§ **WHAT YOU ARE ASKED TO DO**: Locate every line in the material below that contains the word "textured" and copy each of those lines.

Stored entries:
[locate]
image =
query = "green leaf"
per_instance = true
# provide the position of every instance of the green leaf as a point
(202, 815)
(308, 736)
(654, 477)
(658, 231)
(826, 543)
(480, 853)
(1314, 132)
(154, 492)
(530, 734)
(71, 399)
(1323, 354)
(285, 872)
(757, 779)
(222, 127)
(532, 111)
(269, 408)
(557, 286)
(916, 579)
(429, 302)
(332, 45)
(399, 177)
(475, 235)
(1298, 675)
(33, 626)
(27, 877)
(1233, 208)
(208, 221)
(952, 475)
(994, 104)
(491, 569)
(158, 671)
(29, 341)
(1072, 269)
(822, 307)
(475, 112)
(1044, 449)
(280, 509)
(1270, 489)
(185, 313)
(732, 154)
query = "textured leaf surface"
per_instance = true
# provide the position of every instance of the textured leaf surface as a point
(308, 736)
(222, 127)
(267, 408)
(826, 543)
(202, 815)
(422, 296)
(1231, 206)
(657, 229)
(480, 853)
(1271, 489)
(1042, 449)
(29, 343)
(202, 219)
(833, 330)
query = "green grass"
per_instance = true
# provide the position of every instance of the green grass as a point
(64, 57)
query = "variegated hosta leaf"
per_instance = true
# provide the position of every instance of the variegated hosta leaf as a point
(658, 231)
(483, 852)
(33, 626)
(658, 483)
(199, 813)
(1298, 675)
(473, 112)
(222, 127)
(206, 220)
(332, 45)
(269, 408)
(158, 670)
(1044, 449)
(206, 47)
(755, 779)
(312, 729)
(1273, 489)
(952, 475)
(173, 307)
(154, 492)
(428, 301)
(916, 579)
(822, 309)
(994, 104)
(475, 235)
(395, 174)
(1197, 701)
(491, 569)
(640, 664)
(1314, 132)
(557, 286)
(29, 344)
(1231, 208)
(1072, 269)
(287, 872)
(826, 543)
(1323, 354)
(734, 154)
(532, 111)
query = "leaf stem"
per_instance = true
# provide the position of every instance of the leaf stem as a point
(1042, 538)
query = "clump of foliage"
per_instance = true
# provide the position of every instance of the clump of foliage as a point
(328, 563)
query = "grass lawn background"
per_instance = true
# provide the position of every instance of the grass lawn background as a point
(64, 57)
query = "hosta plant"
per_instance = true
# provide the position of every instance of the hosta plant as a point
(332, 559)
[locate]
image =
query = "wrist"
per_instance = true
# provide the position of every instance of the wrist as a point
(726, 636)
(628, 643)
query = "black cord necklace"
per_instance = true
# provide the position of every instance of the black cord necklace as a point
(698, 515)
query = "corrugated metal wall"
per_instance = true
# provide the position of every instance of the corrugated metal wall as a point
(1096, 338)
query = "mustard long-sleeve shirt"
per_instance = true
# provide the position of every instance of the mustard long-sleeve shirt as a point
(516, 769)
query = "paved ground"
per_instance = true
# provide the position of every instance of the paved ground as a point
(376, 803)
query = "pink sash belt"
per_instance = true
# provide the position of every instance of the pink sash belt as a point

§ **RESULT**:
query = "textured leaf surface"
# provide the position of every instance of the textured leaf surface as a point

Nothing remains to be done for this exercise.